[begin Data provided]

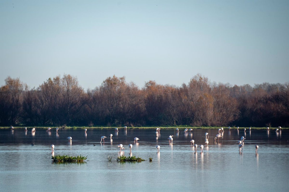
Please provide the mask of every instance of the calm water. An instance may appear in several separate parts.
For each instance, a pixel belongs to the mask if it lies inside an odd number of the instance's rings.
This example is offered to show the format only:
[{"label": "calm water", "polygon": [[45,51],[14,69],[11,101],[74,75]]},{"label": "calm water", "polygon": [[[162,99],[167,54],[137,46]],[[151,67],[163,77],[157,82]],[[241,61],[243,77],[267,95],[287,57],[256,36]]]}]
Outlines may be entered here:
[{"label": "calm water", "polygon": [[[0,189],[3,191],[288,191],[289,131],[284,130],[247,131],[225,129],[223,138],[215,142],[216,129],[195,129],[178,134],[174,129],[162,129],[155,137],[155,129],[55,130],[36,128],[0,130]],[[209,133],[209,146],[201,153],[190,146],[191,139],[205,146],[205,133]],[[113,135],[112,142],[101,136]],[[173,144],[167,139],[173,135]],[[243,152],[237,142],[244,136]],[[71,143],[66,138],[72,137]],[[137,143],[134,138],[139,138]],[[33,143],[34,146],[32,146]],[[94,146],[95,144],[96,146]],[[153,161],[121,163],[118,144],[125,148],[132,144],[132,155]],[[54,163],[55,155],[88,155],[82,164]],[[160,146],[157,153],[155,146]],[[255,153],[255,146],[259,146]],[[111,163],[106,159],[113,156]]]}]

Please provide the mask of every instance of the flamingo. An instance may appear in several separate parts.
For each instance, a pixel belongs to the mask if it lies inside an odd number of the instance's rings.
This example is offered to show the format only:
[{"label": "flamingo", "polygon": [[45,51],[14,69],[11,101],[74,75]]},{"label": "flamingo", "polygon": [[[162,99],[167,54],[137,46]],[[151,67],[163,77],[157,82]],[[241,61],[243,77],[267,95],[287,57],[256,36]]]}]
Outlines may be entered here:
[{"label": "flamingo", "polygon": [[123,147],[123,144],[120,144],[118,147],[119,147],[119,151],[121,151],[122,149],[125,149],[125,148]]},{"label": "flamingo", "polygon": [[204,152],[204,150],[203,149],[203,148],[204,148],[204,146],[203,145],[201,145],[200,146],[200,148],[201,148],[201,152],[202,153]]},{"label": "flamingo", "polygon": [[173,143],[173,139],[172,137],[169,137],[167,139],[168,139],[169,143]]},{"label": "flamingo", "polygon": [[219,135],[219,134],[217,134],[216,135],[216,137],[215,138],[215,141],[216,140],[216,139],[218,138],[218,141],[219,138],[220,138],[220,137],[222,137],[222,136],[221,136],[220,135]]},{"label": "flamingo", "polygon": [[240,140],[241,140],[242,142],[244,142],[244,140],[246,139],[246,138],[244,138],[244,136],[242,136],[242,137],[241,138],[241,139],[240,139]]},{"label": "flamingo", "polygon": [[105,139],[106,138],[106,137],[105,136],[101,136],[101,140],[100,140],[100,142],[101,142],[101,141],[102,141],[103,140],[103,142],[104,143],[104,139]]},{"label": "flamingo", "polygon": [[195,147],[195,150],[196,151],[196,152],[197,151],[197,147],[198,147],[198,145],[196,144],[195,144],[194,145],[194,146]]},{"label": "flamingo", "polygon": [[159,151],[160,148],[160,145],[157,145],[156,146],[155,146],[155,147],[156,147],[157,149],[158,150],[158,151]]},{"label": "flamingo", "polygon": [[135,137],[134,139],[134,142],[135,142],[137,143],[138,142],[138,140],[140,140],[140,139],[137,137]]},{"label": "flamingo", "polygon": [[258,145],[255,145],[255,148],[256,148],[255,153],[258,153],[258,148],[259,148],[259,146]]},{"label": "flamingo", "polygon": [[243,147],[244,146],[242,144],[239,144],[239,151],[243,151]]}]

[end Data provided]
[begin Data provided]

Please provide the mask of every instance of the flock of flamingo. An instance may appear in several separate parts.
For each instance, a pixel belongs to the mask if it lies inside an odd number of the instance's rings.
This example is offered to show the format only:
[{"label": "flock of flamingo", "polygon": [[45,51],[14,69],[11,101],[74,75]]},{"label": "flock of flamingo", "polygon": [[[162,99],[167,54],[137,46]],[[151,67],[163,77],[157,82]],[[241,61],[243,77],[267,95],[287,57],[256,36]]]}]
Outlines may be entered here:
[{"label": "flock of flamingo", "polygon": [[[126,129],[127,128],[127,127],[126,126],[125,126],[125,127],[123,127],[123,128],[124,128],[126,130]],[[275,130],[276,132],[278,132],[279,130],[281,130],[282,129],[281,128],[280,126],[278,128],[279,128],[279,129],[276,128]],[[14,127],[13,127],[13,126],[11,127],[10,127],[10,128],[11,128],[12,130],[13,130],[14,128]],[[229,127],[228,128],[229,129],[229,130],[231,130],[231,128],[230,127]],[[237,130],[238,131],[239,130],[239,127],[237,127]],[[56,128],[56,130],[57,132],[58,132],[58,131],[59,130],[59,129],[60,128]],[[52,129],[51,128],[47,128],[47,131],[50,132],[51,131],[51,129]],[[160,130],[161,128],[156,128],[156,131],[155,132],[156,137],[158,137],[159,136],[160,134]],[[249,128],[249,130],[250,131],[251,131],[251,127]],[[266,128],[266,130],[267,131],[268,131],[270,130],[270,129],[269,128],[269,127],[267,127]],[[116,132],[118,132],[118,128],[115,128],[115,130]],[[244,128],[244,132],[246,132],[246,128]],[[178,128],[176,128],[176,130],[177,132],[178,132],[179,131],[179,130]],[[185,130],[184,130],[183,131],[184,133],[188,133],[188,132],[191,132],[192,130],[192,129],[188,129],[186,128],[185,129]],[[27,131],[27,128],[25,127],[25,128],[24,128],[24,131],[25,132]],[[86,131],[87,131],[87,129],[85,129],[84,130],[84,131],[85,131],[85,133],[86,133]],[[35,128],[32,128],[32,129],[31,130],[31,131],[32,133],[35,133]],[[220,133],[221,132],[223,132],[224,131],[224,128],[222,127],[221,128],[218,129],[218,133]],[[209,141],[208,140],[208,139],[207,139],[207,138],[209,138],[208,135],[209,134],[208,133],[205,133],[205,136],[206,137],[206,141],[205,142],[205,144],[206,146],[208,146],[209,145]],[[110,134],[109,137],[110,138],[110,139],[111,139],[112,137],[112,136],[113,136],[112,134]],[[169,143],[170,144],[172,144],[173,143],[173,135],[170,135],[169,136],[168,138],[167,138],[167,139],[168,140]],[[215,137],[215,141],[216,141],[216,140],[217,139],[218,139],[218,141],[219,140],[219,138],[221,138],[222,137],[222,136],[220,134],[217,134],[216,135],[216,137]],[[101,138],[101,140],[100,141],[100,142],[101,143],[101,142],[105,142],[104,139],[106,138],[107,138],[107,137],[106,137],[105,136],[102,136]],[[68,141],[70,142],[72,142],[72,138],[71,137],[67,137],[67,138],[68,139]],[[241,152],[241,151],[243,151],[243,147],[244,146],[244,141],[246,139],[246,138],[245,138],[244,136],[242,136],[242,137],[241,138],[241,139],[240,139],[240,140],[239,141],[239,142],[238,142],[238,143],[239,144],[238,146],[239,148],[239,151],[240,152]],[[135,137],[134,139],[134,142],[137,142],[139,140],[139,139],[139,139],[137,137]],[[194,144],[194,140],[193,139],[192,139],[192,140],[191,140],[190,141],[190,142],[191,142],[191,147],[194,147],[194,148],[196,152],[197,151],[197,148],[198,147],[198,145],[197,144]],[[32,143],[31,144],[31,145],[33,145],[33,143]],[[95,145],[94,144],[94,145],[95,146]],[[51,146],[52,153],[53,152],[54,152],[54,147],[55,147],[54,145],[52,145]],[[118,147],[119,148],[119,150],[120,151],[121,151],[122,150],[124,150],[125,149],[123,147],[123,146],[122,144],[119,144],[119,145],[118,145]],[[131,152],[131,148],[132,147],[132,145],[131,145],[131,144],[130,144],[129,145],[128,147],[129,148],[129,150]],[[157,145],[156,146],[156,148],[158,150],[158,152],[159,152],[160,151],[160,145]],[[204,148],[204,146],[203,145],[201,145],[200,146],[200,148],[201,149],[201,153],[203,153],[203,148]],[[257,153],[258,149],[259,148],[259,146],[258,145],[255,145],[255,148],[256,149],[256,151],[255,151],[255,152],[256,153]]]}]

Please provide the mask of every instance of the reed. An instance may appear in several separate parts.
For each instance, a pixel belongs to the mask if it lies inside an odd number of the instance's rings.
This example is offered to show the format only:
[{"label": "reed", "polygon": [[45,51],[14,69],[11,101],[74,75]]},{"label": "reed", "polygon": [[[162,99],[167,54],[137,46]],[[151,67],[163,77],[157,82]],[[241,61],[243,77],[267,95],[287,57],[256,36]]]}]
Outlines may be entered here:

[end Data provided]

How many lines of the material above contain the word "every"? Reply with the number alone.

Answer to this exercise -
4